> [Text segment]
################
Monday, May 4, 2020

It's the income lost from unemployment

About ten days ago I had written about a study that compared the usual death rate to the number of deaths over the last few months. This was done for several places around the world. The discrepancy was taken to be the number of deaths due to COVID-19 though it was frequently much higher than official reports. That report found at that time an additional 25,000 deaths worldwide that should be contributed to the virus.

Kombiz Lavasany tweeted similar analysis for America done by the Washington Post. The analysis suggests there are actually over 100,000 deaths attributed to the virus rather than the official 67,700.

Steve Cordero replied:
US counts flu deaths by including confirmed & attributable, but US is only counting confirmed for COVID19. So already COVID19 confirmed deaths blows away confirmed flu deaths. If we use the same methodology for flu, we're over 100K easy as article notes.
################
> [Excerpted records]
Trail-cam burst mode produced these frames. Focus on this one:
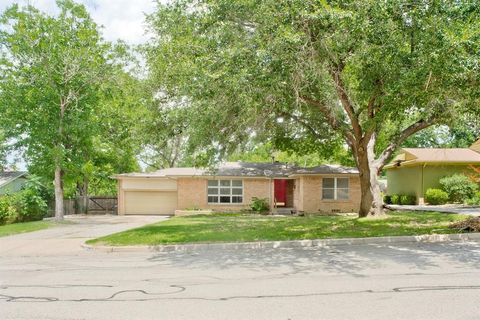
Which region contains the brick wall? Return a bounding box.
[298,175,361,213]
[177,178,271,211]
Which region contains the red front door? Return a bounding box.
[274,179,287,206]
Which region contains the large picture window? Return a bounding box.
[322,178,349,200]
[207,180,243,203]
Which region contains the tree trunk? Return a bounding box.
[77,176,88,214]
[355,136,385,218]
[54,165,63,220]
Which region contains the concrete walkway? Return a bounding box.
[0,215,168,257]
[387,204,480,216]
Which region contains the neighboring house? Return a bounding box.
[385,140,480,204]
[0,171,27,196]
[115,162,360,214]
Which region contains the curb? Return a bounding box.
[82,233,480,252]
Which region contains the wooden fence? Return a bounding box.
[48,196,117,216]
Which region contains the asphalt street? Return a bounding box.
[0,218,480,320]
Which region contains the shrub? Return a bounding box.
[251,197,270,212]
[466,191,480,206]
[15,189,48,222]
[383,194,392,204]
[400,194,417,205]
[449,217,480,232]
[0,195,18,225]
[0,189,48,225]
[425,189,448,205]
[390,194,400,204]
[440,174,478,202]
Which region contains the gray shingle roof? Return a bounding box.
[116,162,358,178]
[0,171,27,187]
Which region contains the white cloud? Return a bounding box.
[0,0,159,44]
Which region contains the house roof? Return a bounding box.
[403,148,480,162]
[0,171,27,188]
[385,140,480,169]
[115,162,358,178]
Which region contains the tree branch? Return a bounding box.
[330,70,362,141]
[298,96,355,144]
[375,118,436,171]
################
> [What the task asks] Write out the part of the post on COVID-19 death counts between "About ten days" and "as article notes.", inclusive, word for word.

> [Task result]
About ten days ago I had written about a study that compared the usual death rate to the number of deaths over the last few months. This was done for several places around the world. The discrepancy was taken to be the number of deaths due to COVID-19 though it was frequently much higher than official reports. That report found at that time an additional 25,000 deaths worldwide that should be contributed to the virus.

Kombiz Lavasany tweeted similar analysis for America done by the Washington Post. The analysis suggests there are actually over 100,000 deaths attributed to the virus rather than the official 67,700.

Steve Cordero replied:
US counts flu deaths by including confirmed & attributable, but US is only counting confirmed for COVID19. So already COVID19 confirmed deaths blows away confirmed flu deaths. If we use the same methodology for flu, we're over 100K easy as article notes.